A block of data
# # # # #
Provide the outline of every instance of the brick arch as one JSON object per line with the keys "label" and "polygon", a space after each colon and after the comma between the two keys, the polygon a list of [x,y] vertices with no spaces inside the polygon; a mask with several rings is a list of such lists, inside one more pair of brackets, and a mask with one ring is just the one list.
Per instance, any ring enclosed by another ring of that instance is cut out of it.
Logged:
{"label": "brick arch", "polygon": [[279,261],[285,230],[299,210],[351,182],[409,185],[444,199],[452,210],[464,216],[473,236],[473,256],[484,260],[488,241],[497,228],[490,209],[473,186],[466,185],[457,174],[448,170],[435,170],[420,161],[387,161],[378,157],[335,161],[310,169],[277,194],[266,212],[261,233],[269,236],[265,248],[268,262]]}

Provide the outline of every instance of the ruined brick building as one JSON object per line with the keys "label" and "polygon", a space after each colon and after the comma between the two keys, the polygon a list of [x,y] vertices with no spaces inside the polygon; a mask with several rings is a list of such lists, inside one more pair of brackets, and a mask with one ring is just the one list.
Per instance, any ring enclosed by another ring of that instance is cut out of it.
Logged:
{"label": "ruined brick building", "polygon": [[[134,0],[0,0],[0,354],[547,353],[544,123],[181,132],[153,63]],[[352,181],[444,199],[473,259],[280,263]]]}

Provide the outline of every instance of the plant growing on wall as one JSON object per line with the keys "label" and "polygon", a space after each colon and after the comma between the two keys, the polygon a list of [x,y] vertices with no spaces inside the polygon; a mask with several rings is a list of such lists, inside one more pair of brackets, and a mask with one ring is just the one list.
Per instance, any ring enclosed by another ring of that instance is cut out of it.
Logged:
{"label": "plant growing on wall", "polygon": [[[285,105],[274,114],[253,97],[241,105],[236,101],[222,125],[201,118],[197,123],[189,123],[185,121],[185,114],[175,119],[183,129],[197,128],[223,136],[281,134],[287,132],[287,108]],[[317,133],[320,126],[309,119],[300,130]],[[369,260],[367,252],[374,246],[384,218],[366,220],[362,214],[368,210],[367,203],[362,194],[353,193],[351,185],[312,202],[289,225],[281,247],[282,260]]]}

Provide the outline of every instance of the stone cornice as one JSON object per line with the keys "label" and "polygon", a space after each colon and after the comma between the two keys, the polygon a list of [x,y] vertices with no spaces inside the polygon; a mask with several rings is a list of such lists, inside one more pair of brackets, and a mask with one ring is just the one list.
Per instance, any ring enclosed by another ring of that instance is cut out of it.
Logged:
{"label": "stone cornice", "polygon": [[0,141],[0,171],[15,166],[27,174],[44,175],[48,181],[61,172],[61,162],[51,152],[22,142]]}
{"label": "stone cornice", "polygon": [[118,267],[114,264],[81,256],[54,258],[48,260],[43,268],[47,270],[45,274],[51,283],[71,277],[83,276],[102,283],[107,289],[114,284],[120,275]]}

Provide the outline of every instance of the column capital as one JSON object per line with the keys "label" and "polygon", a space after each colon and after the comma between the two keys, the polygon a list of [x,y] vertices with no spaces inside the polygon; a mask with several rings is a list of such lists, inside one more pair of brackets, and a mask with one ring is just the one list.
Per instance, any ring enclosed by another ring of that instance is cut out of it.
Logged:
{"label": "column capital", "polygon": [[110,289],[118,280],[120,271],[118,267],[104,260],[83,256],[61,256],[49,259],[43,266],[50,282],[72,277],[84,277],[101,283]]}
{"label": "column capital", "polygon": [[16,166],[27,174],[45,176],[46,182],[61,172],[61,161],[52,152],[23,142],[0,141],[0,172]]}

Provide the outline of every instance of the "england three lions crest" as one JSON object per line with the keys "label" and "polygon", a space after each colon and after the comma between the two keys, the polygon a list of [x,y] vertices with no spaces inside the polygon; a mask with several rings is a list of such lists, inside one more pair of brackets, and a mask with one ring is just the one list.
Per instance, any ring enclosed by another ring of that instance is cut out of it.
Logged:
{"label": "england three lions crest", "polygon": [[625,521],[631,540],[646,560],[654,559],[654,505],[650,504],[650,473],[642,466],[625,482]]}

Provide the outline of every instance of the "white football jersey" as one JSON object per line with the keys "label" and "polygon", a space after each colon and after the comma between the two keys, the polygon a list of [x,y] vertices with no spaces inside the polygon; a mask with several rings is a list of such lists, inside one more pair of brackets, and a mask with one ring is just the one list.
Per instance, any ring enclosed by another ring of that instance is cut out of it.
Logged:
# # # # #
§ **Exercise instructions**
Restate every record exactly, leaving nothing out.

§ **Reply to the task**
Provide the outline of every instance of the brick arch as one JSON object per line with the keys "label" and "polygon", a space after each colon and after the comma between the two keys, the polygon a list of [x,y] vertices with no spaces inside the polygon; a mask with several rings is a list of such lists, inside one more pair of brackets, and a mask with one ring is just the one list.
Per instance, any ring enclosed by another ring of that instance is cut out of it.
Logged:
{"label": "brick arch", "polygon": [[279,261],[285,230],[299,210],[351,182],[409,185],[444,199],[452,210],[464,216],[473,236],[473,256],[484,260],[488,241],[497,228],[490,209],[473,186],[466,185],[457,174],[448,170],[435,170],[420,161],[387,161],[378,157],[335,161],[310,169],[277,194],[266,212],[261,233],[269,236],[265,248],[268,262]]}

Provide the outline of every instance of the ruined brick building as one JSON object per line with the keys "label" and "polygon", a space after each colon and after the comma between the two keys, the polygon a list of [x,y] vertices with no spaces inside the polygon; a mask with several rings is a list of such lists, inside one more pair of brackets, and a mask with one ring is just the one list.
Per instance, any ring enclosed by another ring of that instance is cut out of it.
Logged:
{"label": "ruined brick building", "polygon": [[[134,0],[0,0],[0,354],[547,353],[544,123],[181,132],[153,63]],[[352,181],[444,199],[473,259],[280,263]]]}

Provide the outline of every instance of the plant growing on wall as one JSON object per line with the keys "label" and "polygon", a space after each colon and after the comma between the two keys, the polygon a list of [x,y] vertices with no spaces inside the polygon; a mask with several rings is a list of such lists, inside one more pair of brackets, and a mask with one ring is just the one list.
Per instance, any ring enclosed by another ring of that instance is cut out of it.
Logged:
{"label": "plant growing on wall", "polygon": [[[285,105],[274,114],[253,97],[241,105],[236,101],[222,125],[201,118],[197,123],[189,123],[185,121],[185,114],[175,119],[183,129],[197,128],[223,136],[281,134],[287,132],[287,108]],[[317,133],[320,126],[309,119],[300,130]],[[369,260],[367,252],[374,246],[384,218],[366,220],[362,214],[368,210],[367,203],[362,194],[353,193],[351,185],[312,202],[289,225],[281,247],[282,260]]]}

Provide the outline of every instance of the stone cornice as one JSON object per line with the keys "label" and "polygon", a space after each colon and after the comma between the two keys, the polygon a list of [x,y] vertices with no spaces inside the polygon; a mask with several rings is a list of such lists, inside one more pair of brackets, and a mask with one ring is just the one list.
Per instance, any ring enclosed by another ring of that instance is cut out of it.
Logged:
{"label": "stone cornice", "polygon": [[0,141],[0,171],[15,166],[27,174],[44,175],[48,181],[61,172],[61,162],[51,152],[22,142]]}
{"label": "stone cornice", "polygon": [[118,267],[114,264],[81,256],[54,258],[48,260],[43,268],[47,270],[45,274],[51,283],[71,277],[83,276],[102,283],[107,289],[114,284],[120,275]]}

Provide the outline of every instance of the column capital as one JSON object per line with the keys "label" and "polygon", a space after each colon and after the comma between the two keys, the polygon a list of [x,y] vertices with no spaces inside the polygon; a mask with several rings is a list of such lists, inside one more pair of brackets, and a mask with one ring is just the one list.
Per instance, any ring enclosed by another ring of that instance is cut out of it.
Logged:
{"label": "column capital", "polygon": [[110,289],[118,280],[120,271],[118,267],[104,260],[83,256],[61,256],[49,259],[43,266],[50,282],[72,277],[84,277],[101,283]]}
{"label": "column capital", "polygon": [[16,166],[27,174],[45,176],[46,182],[61,172],[61,161],[52,152],[23,142],[0,141],[0,172]]}

Provide the outline of every instance of the "england three lions crest" as one JSON object per line with the keys "label" and "polygon", a space after each colon and after the comma between the two keys, the polygon a list of [x,y] vertices with no spaces inside the polygon; a mask with several rings is a list of such lists, inside one more pair of brackets, and a mask with one ring is just the one list.
Per instance, any ring enclosed by another ring of that instance is cut out of it.
Logged:
{"label": "england three lions crest", "polygon": [[625,521],[631,540],[646,560],[654,559],[654,505],[650,504],[650,473],[642,466],[625,482]]}

Provide the outline of every instance of the "white football jersey" as one JSON object per line with the keys "label" and "polygon", a space after each colon and after the comma between the two keys, the polygon a list of [x,y] vertices with no spaces inside the polygon; a mask with several rings is a list of such lists, inside one more pair of brackets, and a mask with one ring is just the one list.
Per instance, any ring enclosed by another ring of that instance is cut out of it.
Logged:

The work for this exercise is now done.